(Point placement records)
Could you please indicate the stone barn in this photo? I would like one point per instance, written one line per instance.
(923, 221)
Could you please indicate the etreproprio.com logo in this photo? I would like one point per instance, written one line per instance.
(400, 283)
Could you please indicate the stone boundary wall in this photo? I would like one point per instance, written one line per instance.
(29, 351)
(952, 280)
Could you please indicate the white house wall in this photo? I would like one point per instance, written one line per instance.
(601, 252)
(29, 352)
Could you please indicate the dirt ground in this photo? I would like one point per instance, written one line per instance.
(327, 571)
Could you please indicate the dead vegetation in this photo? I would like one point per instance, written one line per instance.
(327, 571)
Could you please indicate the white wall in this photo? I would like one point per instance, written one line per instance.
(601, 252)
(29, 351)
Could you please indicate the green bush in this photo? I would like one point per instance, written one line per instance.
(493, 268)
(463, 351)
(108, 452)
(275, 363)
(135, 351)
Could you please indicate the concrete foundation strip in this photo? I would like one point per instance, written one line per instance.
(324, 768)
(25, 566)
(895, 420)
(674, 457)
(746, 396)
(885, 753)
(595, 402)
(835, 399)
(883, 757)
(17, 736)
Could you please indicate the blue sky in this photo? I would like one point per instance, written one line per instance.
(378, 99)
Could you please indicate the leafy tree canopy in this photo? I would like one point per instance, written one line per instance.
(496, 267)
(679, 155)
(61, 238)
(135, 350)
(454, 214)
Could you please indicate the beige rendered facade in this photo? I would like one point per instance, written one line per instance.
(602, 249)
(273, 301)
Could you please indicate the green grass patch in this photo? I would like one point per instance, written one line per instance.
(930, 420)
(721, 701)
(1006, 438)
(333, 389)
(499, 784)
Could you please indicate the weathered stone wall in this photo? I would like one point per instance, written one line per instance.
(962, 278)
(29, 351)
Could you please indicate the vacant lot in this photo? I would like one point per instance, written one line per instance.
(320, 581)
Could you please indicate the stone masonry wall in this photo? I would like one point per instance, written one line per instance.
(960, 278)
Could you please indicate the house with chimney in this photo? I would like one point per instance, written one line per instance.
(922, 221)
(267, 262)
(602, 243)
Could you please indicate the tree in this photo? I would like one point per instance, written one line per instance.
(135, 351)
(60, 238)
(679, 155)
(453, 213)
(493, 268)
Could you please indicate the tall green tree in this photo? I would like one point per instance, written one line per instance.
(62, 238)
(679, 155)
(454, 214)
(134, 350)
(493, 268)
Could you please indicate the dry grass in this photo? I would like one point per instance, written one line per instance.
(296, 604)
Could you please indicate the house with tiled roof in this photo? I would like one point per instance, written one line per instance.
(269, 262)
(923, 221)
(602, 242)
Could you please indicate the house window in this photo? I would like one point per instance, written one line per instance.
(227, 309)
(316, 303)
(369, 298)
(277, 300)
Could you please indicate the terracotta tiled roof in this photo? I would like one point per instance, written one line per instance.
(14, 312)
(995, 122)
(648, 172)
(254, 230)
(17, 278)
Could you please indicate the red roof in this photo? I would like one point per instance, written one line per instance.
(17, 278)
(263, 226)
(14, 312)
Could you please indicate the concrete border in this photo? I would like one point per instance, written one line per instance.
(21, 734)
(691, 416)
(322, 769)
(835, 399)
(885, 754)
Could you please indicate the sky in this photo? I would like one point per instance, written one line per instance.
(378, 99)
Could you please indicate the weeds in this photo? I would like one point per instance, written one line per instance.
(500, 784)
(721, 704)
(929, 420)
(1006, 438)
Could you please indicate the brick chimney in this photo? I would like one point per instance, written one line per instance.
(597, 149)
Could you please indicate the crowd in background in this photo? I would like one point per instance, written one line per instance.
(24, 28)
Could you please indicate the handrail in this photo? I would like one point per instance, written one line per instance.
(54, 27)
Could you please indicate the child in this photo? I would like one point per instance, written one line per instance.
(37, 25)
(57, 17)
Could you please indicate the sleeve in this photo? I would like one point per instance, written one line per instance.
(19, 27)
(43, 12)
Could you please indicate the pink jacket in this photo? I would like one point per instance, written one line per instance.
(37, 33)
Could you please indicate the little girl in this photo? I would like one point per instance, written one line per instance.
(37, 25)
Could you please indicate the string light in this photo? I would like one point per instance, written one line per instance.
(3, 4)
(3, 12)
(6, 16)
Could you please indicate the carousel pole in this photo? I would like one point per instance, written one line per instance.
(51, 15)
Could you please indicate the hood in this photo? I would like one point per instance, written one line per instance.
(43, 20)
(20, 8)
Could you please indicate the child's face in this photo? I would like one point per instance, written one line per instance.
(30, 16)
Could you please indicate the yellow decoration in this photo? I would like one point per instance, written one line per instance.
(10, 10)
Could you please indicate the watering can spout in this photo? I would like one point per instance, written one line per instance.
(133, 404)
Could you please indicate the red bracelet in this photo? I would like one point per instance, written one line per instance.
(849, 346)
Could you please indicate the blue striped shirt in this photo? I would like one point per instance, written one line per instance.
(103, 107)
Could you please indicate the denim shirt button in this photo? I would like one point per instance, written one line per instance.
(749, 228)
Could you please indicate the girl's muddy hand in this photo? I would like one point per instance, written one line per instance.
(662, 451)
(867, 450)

AIM OF THE EXERCISE – Your task is to repeat each line of the material exactly.

ANSWER TO THE EXERCISE –
Could you please indicate the stone barn in this photo? I would like one point per instance, written one line per instance.
(923, 221)
Could you please indicate the etreproprio.com logo in this photo? I would like one point per instance, written one line per instance.
(400, 283)
Could you please indicate the stone boundary wall in this photo? I would like one point per instance, written one line per instance.
(29, 351)
(952, 280)
Could you please indicate the white house wall in this photo? I would like one point per instance, written one line per instance.
(601, 252)
(29, 352)
Could you please indicate the dirt ground in this photo? I would like one point per instance, written one line per instance.
(327, 571)
Could you please indicate the dead vegetation in this photo? I would like one point per instance, written one line per instance.
(327, 571)
Could you please indicate the white wall in this photo? I would like one point per instance, written one line per instance.
(601, 252)
(29, 351)
Could you please indicate the green bush in this photo? I would like one point per instance, written one line per instance.
(493, 268)
(463, 351)
(108, 452)
(275, 363)
(135, 351)
Could you please indicate the concrete foundation strip in this photo? I would like one point per instance, written one line per instance.
(324, 768)
(25, 566)
(895, 420)
(674, 457)
(746, 396)
(885, 753)
(595, 402)
(835, 399)
(883, 757)
(17, 736)
Could you please indicate the blue sky in this photo? I would like one point per instance, written one line per instance.
(378, 99)
Could you please indicate the leafy tree canopy in this photo? I would like one point per instance, written one line per instance.
(496, 267)
(679, 155)
(61, 238)
(135, 350)
(454, 214)
Could you please indicate the beige rendered facade in this photo? I would like one point per instance, written one line per instance.
(602, 249)
(273, 301)
Could you please indicate the green grass patch in this photo? I would like one point per instance, written one line per instance.
(930, 420)
(721, 701)
(1006, 438)
(333, 389)
(499, 784)
Could you please indicate the weathered stone wall in this photo? I would like one point per instance, written one line per instance.
(962, 278)
(29, 351)
Could you please indicate the vacant lot in this photo? I would like one point per instance, written one line per instance.
(320, 581)
Could you please indicate the stone masonry wall in this photo? I would like one point per instance, written one line per instance.
(960, 278)
Could you please indicate the house with chimney in this photo? I would like one point per instance, written one line per instance.
(922, 221)
(267, 262)
(602, 243)
Could you please indicate the tree in this photo? I would like one point per instance, written one line per instance.
(135, 351)
(60, 238)
(679, 155)
(453, 213)
(493, 268)
Could you please indicate the tall green tree in this photo? I would like one point per instance, written one line per instance.
(62, 238)
(679, 155)
(454, 214)
(134, 350)
(493, 268)
Could you please indicate the dry grass in this photo? I would like one point per instance, written one line per instance.
(296, 604)
Could you please indicate the house with tiled roof in this photo? I would like one point per instance, written one line per instance.
(269, 262)
(923, 221)
(602, 242)
Could you please indicate the house window in this photo? I would like one point per instance, written one line per instance.
(227, 309)
(316, 303)
(369, 298)
(277, 300)
Could you please indicate the terracotta tiled roof in this photo? I would like one point per instance, written one line per instance.
(14, 312)
(995, 122)
(648, 172)
(254, 230)
(17, 278)
Could you please indicate the red roof in this photo? I would like one point per instance, written one line per instance.
(17, 278)
(263, 226)
(14, 312)
Could you please indicate the concrete border in this photo? I would like one point per instance, written one line per instance.
(21, 734)
(691, 416)
(322, 769)
(835, 399)
(885, 754)
Could you please indicate the sky in this photo? I would like one point per instance, written one line per instance.
(378, 99)
Could you please indicate the weeds in this photo? I would like one point per instance, written one line per instance.
(500, 784)
(721, 704)
(929, 420)
(1006, 438)
Could you please indicate the brick chimney in this photo? I would like one point per instance, written one line per instance.
(597, 149)
Could you please indicate the crowd in background in this photo? I would like one point per instance, written one line per instance.
(24, 28)
Could you please indicate the handrail in this photo? I would like one point per instance, written one line per instance.
(54, 27)
Could you please indicate the child in this photo? I would like one point per instance, written one line per instance.
(37, 25)
(57, 17)
Could you please indicate the sleeve in this photo? I would like one point per instance, written one line per instance.
(19, 27)
(43, 12)
Could you please indicate the pink jacket in this photo? I would like one point per instance, written one line per instance.
(37, 33)
Could you please indicate the little girl in this photo? I would like one point per instance, written one line per instance.
(37, 25)
Could you please indicate the string light in this photo? I would like one point per instance, written one line per instance.
(3, 4)
(3, 12)
(6, 16)
Could you please indicate the carousel pole in this photo? I would like one point per instance, written one line per instance.
(51, 15)
Could you please indicate the hood in this photo? I would like one point per instance, written one line per instance.
(43, 20)
(20, 8)
Could you please indicate the child's face in this photo? I would like one point per instance, written one line per instance.
(30, 16)
Could you please indicate the yellow decoration in this photo? I would like one point per instance, written one line per instance.
(10, 10)
Could you please indicate the watering can spout in this photo? I would like one point per instance, written one line per instance.
(133, 404)
Could you please indicate the red bracelet in this photo? I would like one point per instance, written one line per instance.
(849, 346)
Could you please indicate the blue striped shirt in this photo? I would like one point per instance, written one line per instance.
(103, 107)
Could you please indicate the denim shirt button in this photo? I would like one point per instance, written one line per instance.
(749, 228)
Could you please indicate the girl's muddy hand in this photo? I would like one point per instance, written one line per instance.
(662, 451)
(867, 450)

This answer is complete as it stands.